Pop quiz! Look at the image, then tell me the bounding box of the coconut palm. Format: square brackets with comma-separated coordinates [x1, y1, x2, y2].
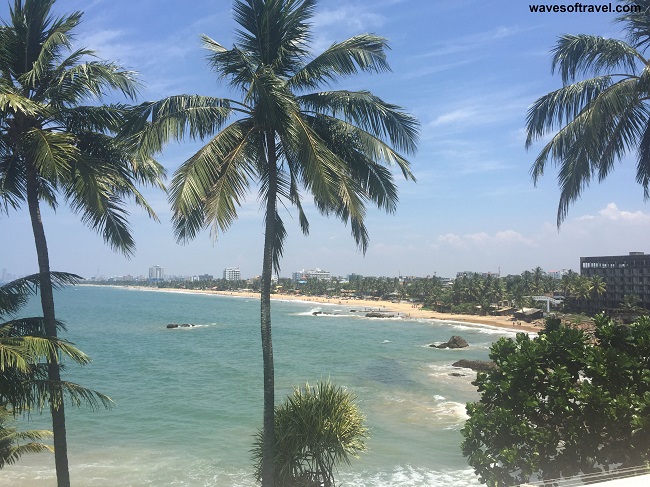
[0, 273, 111, 469]
[526, 0, 650, 225]
[252, 381, 368, 487]
[0, 1, 164, 484]
[589, 275, 607, 300]
[127, 1, 417, 483]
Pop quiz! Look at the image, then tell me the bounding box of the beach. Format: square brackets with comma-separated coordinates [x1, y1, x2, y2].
[105, 284, 542, 333]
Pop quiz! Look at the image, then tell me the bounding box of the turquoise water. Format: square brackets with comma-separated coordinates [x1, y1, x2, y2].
[2, 286, 518, 486]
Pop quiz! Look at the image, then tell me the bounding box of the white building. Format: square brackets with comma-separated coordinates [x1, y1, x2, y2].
[293, 268, 331, 281]
[223, 267, 241, 281]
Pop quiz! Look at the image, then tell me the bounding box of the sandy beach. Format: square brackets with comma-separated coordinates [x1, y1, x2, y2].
[106, 285, 542, 334]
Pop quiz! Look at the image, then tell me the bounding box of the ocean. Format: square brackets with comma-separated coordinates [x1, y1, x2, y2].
[2, 285, 518, 486]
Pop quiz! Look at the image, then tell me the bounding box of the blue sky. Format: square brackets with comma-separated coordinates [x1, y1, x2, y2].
[2, 0, 649, 280]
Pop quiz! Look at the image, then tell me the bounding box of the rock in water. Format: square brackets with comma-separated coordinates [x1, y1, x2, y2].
[451, 359, 496, 372]
[166, 323, 195, 329]
[435, 335, 469, 349]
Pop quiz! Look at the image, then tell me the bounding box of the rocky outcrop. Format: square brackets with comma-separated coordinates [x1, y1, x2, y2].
[451, 359, 496, 372]
[365, 312, 395, 318]
[432, 335, 469, 349]
[166, 323, 195, 329]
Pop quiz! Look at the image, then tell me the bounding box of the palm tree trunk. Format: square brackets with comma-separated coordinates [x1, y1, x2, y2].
[260, 130, 277, 487]
[25, 163, 70, 487]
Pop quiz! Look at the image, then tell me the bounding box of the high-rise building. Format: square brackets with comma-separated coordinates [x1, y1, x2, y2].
[580, 252, 650, 311]
[148, 265, 164, 281]
[223, 267, 241, 281]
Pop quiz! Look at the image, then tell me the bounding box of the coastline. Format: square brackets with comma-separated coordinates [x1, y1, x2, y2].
[84, 284, 541, 334]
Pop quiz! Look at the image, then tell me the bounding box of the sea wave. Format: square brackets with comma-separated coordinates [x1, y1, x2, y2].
[339, 465, 481, 486]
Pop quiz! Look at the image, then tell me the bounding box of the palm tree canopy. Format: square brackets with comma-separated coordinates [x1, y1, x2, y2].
[525, 0, 650, 225]
[0, 0, 166, 255]
[129, 0, 419, 272]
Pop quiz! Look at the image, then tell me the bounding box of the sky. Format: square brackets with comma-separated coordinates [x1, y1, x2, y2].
[2, 0, 650, 280]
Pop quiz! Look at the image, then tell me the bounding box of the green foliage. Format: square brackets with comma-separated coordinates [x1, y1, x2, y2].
[0, 275, 113, 413]
[461, 315, 650, 486]
[252, 381, 368, 487]
[0, 404, 52, 469]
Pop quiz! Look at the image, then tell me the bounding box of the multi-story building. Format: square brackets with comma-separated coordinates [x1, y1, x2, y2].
[148, 265, 164, 282]
[223, 267, 241, 281]
[547, 269, 570, 280]
[580, 252, 650, 311]
[293, 268, 331, 281]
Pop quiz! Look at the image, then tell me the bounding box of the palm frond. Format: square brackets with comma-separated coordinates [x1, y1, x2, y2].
[526, 76, 615, 145]
[289, 34, 391, 91]
[551, 34, 644, 84]
[123, 95, 238, 159]
[0, 273, 81, 319]
[528, 77, 643, 182]
[202, 39, 259, 92]
[22, 129, 77, 184]
[170, 120, 257, 243]
[299, 90, 419, 155]
[636, 115, 650, 199]
[308, 112, 415, 187]
[0, 404, 53, 469]
[617, 0, 650, 49]
[49, 61, 140, 104]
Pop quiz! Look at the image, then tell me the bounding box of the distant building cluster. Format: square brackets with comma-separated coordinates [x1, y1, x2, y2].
[456, 270, 501, 279]
[292, 268, 331, 282]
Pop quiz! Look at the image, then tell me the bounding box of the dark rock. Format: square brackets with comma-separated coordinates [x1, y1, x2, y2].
[451, 359, 496, 372]
[436, 335, 469, 349]
[365, 312, 395, 318]
[449, 372, 467, 377]
[166, 323, 194, 329]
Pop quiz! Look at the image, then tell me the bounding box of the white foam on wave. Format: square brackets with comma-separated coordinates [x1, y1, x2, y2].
[339, 465, 481, 486]
[377, 390, 469, 428]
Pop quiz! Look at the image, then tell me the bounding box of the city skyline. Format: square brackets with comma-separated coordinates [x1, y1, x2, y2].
[2, 1, 649, 281]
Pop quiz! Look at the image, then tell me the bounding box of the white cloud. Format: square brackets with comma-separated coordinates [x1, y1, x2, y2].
[598, 203, 650, 224]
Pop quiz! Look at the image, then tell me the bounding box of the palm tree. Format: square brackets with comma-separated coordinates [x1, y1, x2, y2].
----------------
» Your goal: What you return must match the entries above exactly, apart from the pictures, which are left out.

» Answer box:
Pop quiz! Look at the image, then tell me the bounding box of the coconut palm. Format: square brackets with comma-separated coordinates [x1, y1, x2, y2].
[0, 273, 111, 469]
[526, 0, 650, 225]
[252, 381, 368, 487]
[0, 1, 164, 484]
[589, 275, 607, 300]
[127, 1, 417, 483]
Pop quiz! Look at the image, then tell me the bounding box of the beach. Format: square brackets with comma-separated coordinates [x1, y1, x2, y2].
[105, 284, 542, 333]
Pop quiz! Look at the image, then tell me the bounding box of the turquoise water. Format: square brackets with comma-separated coordinates [x1, y1, x2, y2].
[2, 286, 518, 486]
Pop quiz! Look at the image, then tell me the bounding box of the white building. Format: square brackets with comma-separated coordinates [x1, y1, x2, y2].
[293, 268, 331, 281]
[223, 267, 241, 281]
Pop quiz! Look at the image, then tell me the bounding box of the sandy beach. Format: square brackets with comma-separated coordinates [x1, y1, x2, y2].
[106, 285, 542, 334]
Pop quiz! Look at the image, then tell me the bounding box of the ocean. Format: square brackets with comma-separated coordinates [x1, y1, x2, y2].
[2, 285, 518, 486]
Pop quiz! Look at the image, then tell me the bounding box of the blue sky. Format: square brackets with comma-separated coordinates [x1, y1, x2, y2].
[2, 0, 649, 280]
Pop quiz! Look at the image, then tell me the bounding box of the rock in water. Format: square brackets with comma-separated coordinates [x1, y1, x2, y2].
[451, 359, 496, 372]
[166, 323, 195, 329]
[435, 335, 469, 349]
Pop quiz! Look at the image, then tell me the bounding box of the rocky outcrop. Format: square brackets with comma-separated coordinates [x1, y1, x2, y2].
[451, 359, 496, 372]
[365, 312, 395, 318]
[432, 335, 469, 349]
[166, 323, 195, 329]
Pop quiz! Look at the image, then tell me the bounding box of the palm tree trunk. Format: square brackets with comma-separated coordinates [x1, y1, x2, y2].
[260, 130, 277, 487]
[25, 163, 70, 487]
Pop quiz! Look at the image, then tell me the bounding box of the high-rise building. Format: square brackets with comma-separated coordinates [x1, y1, x2, y2].
[580, 252, 650, 311]
[148, 265, 164, 281]
[223, 267, 241, 281]
Pop quiz! Look at the image, then tell me the bounding box of the coastline. Format: square brackets with comma-separated coordinates [x1, y1, x2, y2].
[84, 284, 541, 334]
Pop quiz! Look at the image, then tell me the bounding box of the sea wave. Format: square brackets with comma-separated coordinates [x1, y1, x2, y2].
[339, 465, 481, 486]
Pop quiz! Look at the image, then tell me the bounding box of the palm tree canopy. Format: square brackets with comma-separated coordinates [x1, y1, x2, y2].
[525, 0, 650, 225]
[0, 0, 166, 255]
[129, 0, 419, 272]
Pop quiz! Look at the image, then tell me the bounding box of the sky. Format: square brackets with comma-separated coordinates [x1, y1, x2, y2].
[2, 0, 650, 280]
Pop quiz! Look at the image, then tell me the bounding box of the green foliage. Format: square brackets with comma-separated coordinates [x1, y1, x2, y2].
[0, 275, 113, 413]
[461, 315, 650, 486]
[252, 381, 368, 487]
[0, 404, 52, 469]
Pop quiz! Look at the image, then tell me the bounding box of the multi-story building. Format: square brackets with comma-separated coordinates [x1, y1, x2, y2].
[148, 265, 164, 282]
[223, 267, 241, 281]
[547, 269, 570, 280]
[580, 252, 650, 311]
[293, 268, 331, 281]
Pop quiz! Look at the image, then tell me the bounding box of the palm frond. Format: square brackets with comma-separated coordinates [x1, y1, x2, y2].
[526, 76, 615, 145]
[289, 34, 391, 91]
[551, 34, 644, 84]
[123, 95, 238, 159]
[0, 273, 81, 319]
[528, 77, 643, 182]
[202, 39, 259, 92]
[22, 129, 77, 184]
[170, 120, 257, 243]
[299, 90, 419, 155]
[636, 115, 650, 199]
[308, 112, 415, 187]
[0, 404, 53, 469]
[617, 0, 650, 49]
[49, 61, 140, 104]
Pop quiz! Look at the image, then tell me the bounding box of the distant building cluster. Format: square brackets with comma-separated coordinates [x1, y1, x2, y2].
[456, 270, 501, 279]
[292, 268, 331, 282]
Pop quiz! Look at the image, then tell me the bounding box of the dark rock. Format: square brackets with comma-separated coordinates [x1, y1, x2, y2].
[451, 359, 496, 372]
[436, 335, 469, 349]
[365, 312, 395, 318]
[449, 372, 467, 377]
[166, 323, 194, 329]
Pop quiz! Look at the image, then tell me the bounding box of the white foam on wave. Format: square brackets with comma-separated coordinates [x1, y1, x2, y2].
[339, 465, 481, 486]
[377, 390, 469, 428]
Pop quiz! Look at the image, then tell me the bounding box of the city skyline. Format: square brackets with comma-separated coordinates [x1, y1, x2, y2].
[2, 1, 649, 281]
Pop quiz! Look at the image, then tell me the bounding box of the white cloud. Format: square brackets with comma-separated coordinates [x1, y1, x2, y2].
[598, 203, 650, 224]
Pop quiz! Look at the image, then tell me the bounding box of the palm tree. Format: square brackets with comma-separated coordinates [x1, y1, x2, y2].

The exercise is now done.